**GOAL OF THE EXERCISE:** Decide whether each statement below agrees with the audiobook review of A Little Life, answering yes or no and quoting the review's deciding words: (a) The reviewer suggests listening to the book in short sessions. (b) The story is told from more than one viewpoint. (c) The reviewer can still picture key moments from the story.
* Start SOURCE EXCERPT *
Shocking, heartbreaking, brilliant.

Would you recommend this audiobook to a friend? If so, why?

I would recommend this book but with the proviso that it is a book that will possibly upset you, shock you, horrify you. But it will grab you by the throat and not let go until the last page. And even then it will haunt you for a long time. It is not a book that you can listen to quickly and is best listened to in long stretches, concentrating on all the nuances and detailed layers of character and plot.

What was one of the most memorable moments of A Little Life?

There are too many moments, many of them brutal and shocking, to mention. This story is complicated and told from more than one viewpoint and is a tour de force of visceral writing. I can still see many of the pivotal moments playing out in my head. For me it was a very ' visual' story.

Which character – as performed by Oliver Wyman – was your favourite?
* End SOURCE EXCERPT *
* Start SUPPLIED DATA *
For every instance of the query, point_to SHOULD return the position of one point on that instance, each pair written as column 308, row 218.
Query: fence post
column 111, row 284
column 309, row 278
* End SUPPLIED DATA *
**ANSWER TO THIS EXERCISE:**
(a) No: "is best listened to in long stretches"
(b) Yes: "told from more than one viewpoint"
(c) Yes: "I can still see many of the pivotal moments playing out in my head."